• Supplied records

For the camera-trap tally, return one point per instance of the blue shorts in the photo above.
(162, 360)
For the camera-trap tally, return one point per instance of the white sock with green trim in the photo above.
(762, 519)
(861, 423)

• Written problem
Render the listing above as a Markdown table with two columns, Row and Line. Number each nonblank line in order under Row, put its text under Line, and leave out blank lines.

• Exercise response
| Row | Line |
|---|---|
| 1 | For the camera-trap tally, return one point per instance of the blue shorts in the photo above. |
| 2 | (162, 360) |
| 3 | For the camera-trap tally, return one point per instance of the white sock with green trim in the photo above. |
| 4 | (762, 519) |
| 5 | (861, 423) |